課題の目的 ▸
以下のすべての記録の各行を、空行を除いて番号付きリストに書き直せ。画像は解答に含めないこと。

本課題の記録 ▸
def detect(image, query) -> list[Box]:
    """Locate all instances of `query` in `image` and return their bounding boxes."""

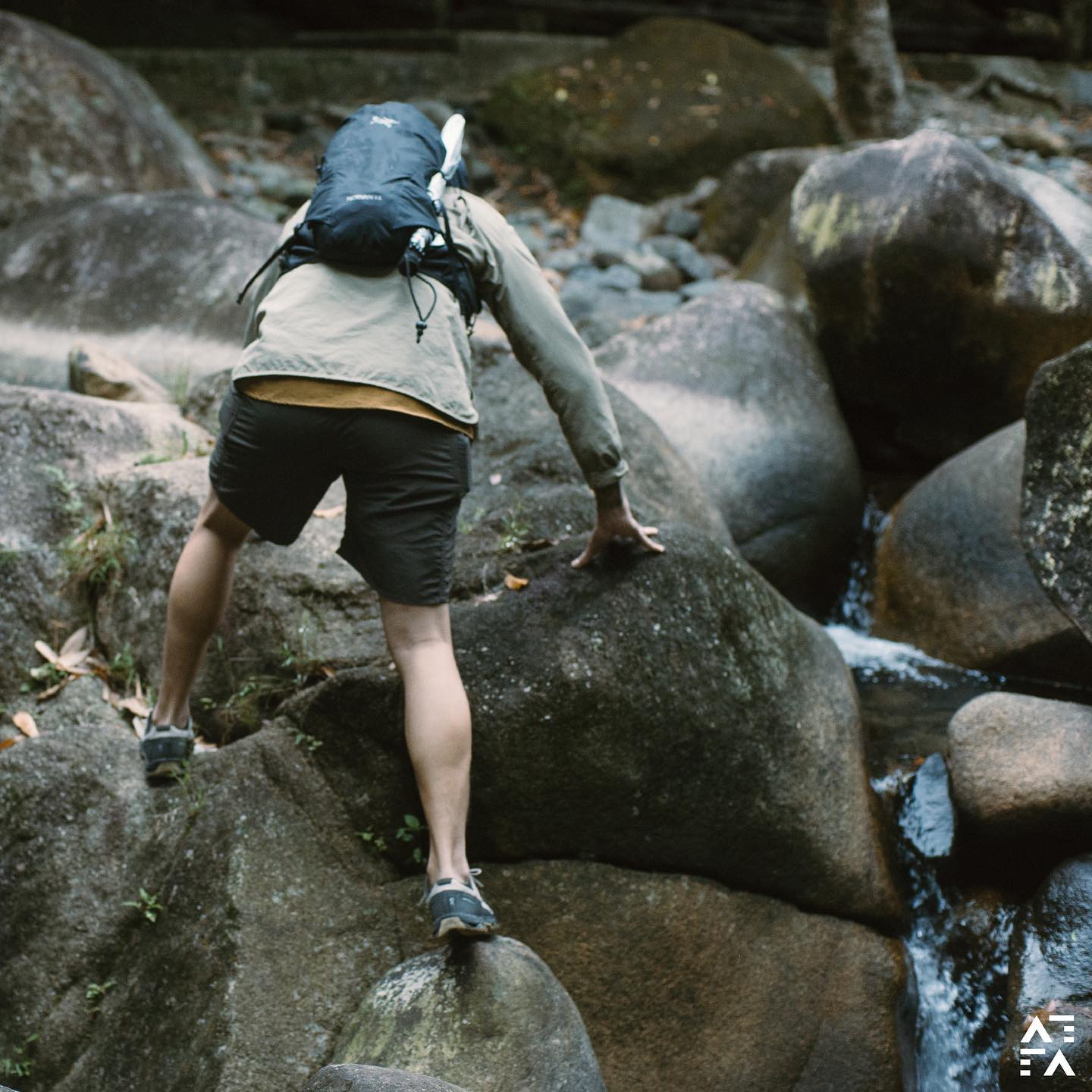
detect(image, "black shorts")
[209,384,471,606]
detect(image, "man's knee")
[196,489,250,549]
[380,600,453,663]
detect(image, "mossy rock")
[484,17,837,200]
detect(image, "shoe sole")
[144,759,186,777]
[432,918,498,940]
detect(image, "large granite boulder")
[1021,344,1092,640]
[303,1065,465,1092]
[0,383,209,697]
[948,693,1092,846]
[334,936,606,1092]
[874,422,1092,682]
[1000,856,1092,1092]
[482,17,837,201]
[0,11,219,228]
[792,130,1092,467]
[0,383,211,554]
[0,192,278,388]
[282,524,900,923]
[478,861,906,1092]
[0,679,903,1092]
[596,281,864,611]
[0,687,403,1092]
[699,147,830,262]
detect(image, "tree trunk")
[830,0,908,137]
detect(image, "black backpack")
[237,102,482,340]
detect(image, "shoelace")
[417,868,485,906]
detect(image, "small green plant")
[394,814,428,864]
[356,827,387,856]
[296,732,322,755]
[42,463,83,519]
[61,516,136,588]
[121,888,166,923]
[356,814,428,864]
[136,428,190,466]
[171,761,206,819]
[0,1033,38,1077]
[84,978,117,1015]
[500,500,531,554]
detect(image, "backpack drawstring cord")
[402,256,438,345]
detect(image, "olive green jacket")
[239,189,627,489]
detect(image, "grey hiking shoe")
[420,868,497,937]
[140,713,193,777]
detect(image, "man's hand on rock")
[573,482,664,569]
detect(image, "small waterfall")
[873,754,1015,1092]
[828,494,888,633]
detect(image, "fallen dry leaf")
[11,709,38,739]
[34,641,60,664]
[36,675,75,701]
[55,626,93,672]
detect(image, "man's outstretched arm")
[474,194,663,568]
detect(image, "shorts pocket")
[452,432,471,497]
[219,383,243,439]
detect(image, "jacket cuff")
[585,459,629,489]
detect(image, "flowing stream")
[827,501,1015,1092]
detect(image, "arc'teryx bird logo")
[1020,1012,1077,1077]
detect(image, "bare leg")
[152,491,250,726]
[380,598,471,883]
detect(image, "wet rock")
[1000,856,1092,1092]
[452,861,905,1092]
[660,209,701,239]
[0,541,81,703]
[580,193,654,256]
[334,936,605,1092]
[95,459,387,738]
[69,344,171,402]
[623,246,682,291]
[645,235,715,281]
[736,198,814,318]
[874,422,1092,682]
[700,147,829,262]
[560,276,682,348]
[0,193,278,387]
[303,1065,465,1092]
[1020,345,1092,640]
[282,524,900,921]
[0,697,401,1092]
[948,693,1092,837]
[596,282,863,610]
[1001,124,1070,157]
[0,12,219,228]
[0,383,209,549]
[96,357,726,730]
[482,18,837,200]
[899,755,956,861]
[792,130,1092,467]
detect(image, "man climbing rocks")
[141,104,663,936]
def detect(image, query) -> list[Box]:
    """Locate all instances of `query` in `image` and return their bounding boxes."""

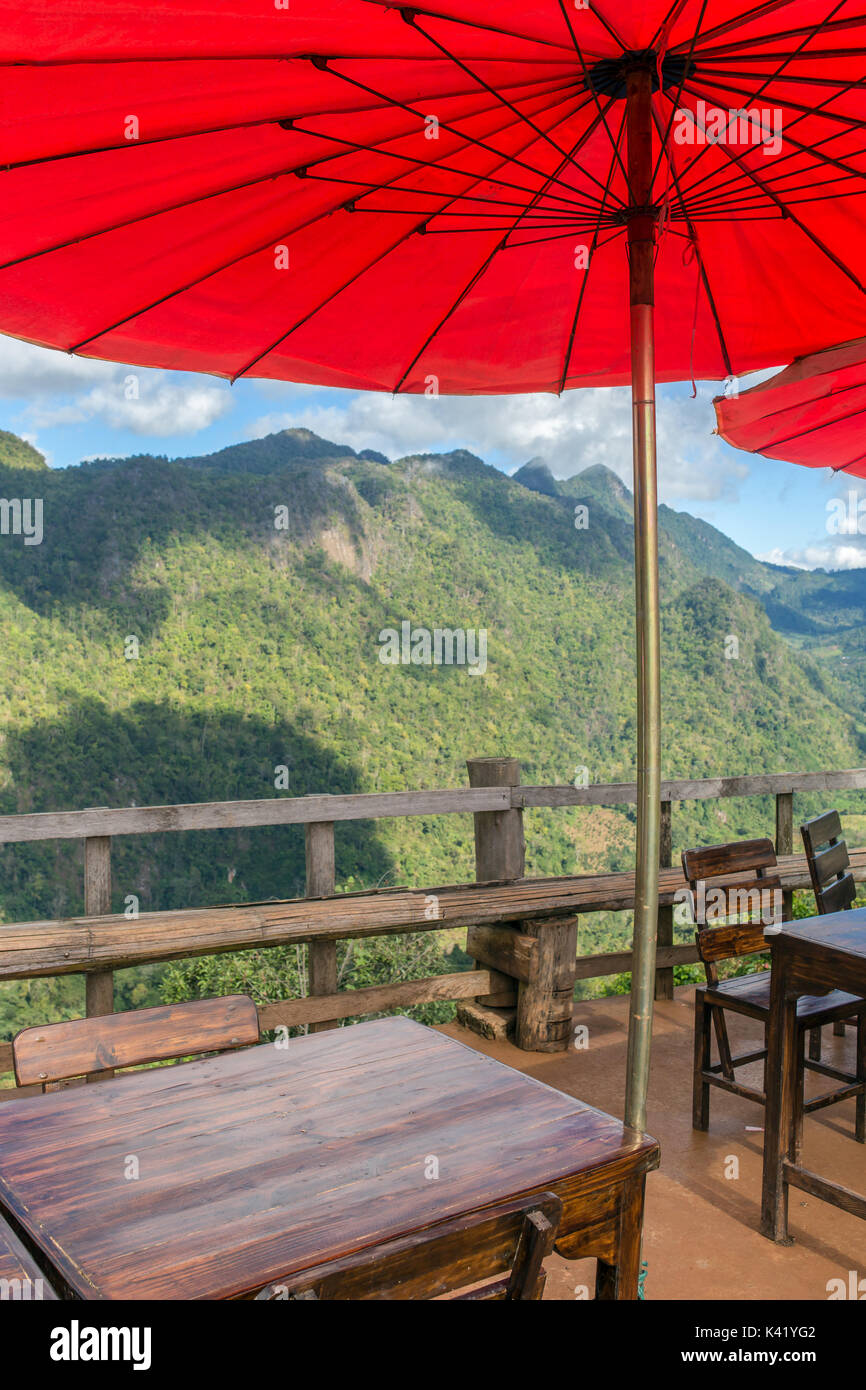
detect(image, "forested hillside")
[0,431,866,1033]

問題の解答 ▸
1. def detect(image, query) -> list[Box]:
2.     """Locate all instances of `query` in `image` and return their bounding boxes."""
3. detect(image, "black shorts")
4. [209,384,471,606]
5. detect(image, "man's knee")
6. [196,489,250,549]
7. [380,600,453,663]
8. detect(image, "mossy rock")
9. [484,17,837,200]
10. detect(image, "shoe sole")
11. [144,759,186,777]
12. [432,918,498,940]
13. detect(image, "large granite boulder")
14. [1021,344,1092,640]
15. [303,1065,465,1092]
16. [0,383,209,697]
17. [948,693,1092,846]
18. [334,936,606,1092]
19. [874,422,1092,682]
20. [1000,856,1092,1092]
21. [482,17,837,201]
22. [0,11,219,228]
23. [792,130,1092,467]
24. [0,383,211,554]
25. [0,192,278,388]
26. [282,524,900,923]
27. [478,861,906,1092]
28. [0,679,903,1092]
29. [596,281,864,611]
30. [0,687,403,1092]
31. [699,147,830,262]
32. detect(image, "tree trunk")
33. [830,0,908,137]
34. detect(image, "black backpack")
35. [237,102,482,340]
36. detect(image, "shoelace")
37. [417,868,485,906]
38. detect(image, "small green plant")
39. [394,814,428,864]
40. [356,827,387,856]
41. [296,732,322,755]
42. [42,463,83,519]
43. [61,516,136,588]
44. [121,888,166,923]
45. [356,814,428,864]
46. [136,428,190,466]
47. [171,761,206,819]
48. [0,1033,38,1077]
49. [84,978,117,1015]
50. [500,500,531,554]
51. detect(image, "backpack drawstring cord")
52. [402,256,438,345]
53. detect(image, "olive green jacket")
54. [239,189,627,489]
55. detect(image, "grey hiking shoe")
56. [420,868,497,937]
57. [140,713,193,777]
58. detect(image, "man's hand on rock")
59. [573,482,664,569]
60. detect(image, "small waterfall")
61. [873,754,1015,1092]
62. [828,494,888,633]
63. detect(image, "fallen dry leaf")
64. [11,709,38,739]
65. [34,641,60,664]
66. [36,675,75,701]
67. [55,626,93,672]
68. detect(image, "man's outstretched arm")
69. [474,194,663,568]
70. detect(image, "shorts pocket")
71. [452,432,471,497]
72. [219,383,243,439]
73. detect(image, "jacket cuff")
74. [585,459,629,489]
75. detect(image, "flowing stream")
76. [827,501,1015,1092]
77. detect(image, "arc'teryx bird logo")
78. [1020,1012,1077,1077]
79. detect(image, "bare leg")
80. [152,491,250,726]
81. [380,598,471,883]
82. detect(image, "wet rock")
83. [1000,856,1092,1092]
84. [452,861,905,1092]
85. [660,209,701,239]
86. [0,541,81,703]
87. [580,193,654,256]
88. [334,936,605,1092]
89. [95,459,387,738]
90. [69,344,171,402]
91. [623,246,682,291]
92. [645,235,715,281]
93. [736,198,814,318]
94. [874,422,1092,682]
95. [700,147,829,262]
96. [560,276,682,348]
97. [0,193,278,387]
98. [303,1065,465,1092]
99. [1020,345,1092,640]
100. [282,524,900,921]
101. [0,697,401,1092]
102. [948,693,1092,837]
103. [596,282,863,610]
104. [1001,124,1070,157]
105. [0,12,219,228]
106. [0,383,209,549]
107. [96,357,726,730]
108. [482,18,837,200]
109. [899,755,956,861]
110. [792,130,1092,467]
111. detect(image, "man climbing rocks")
112. [141,104,663,936]
113. def detect(image, query) -> list[Box]:
114.     """Locate all instances of `query` in `image` and return their bounding boxes."""
115. detect(image, "forested hillside")
116. [0,431,866,1033]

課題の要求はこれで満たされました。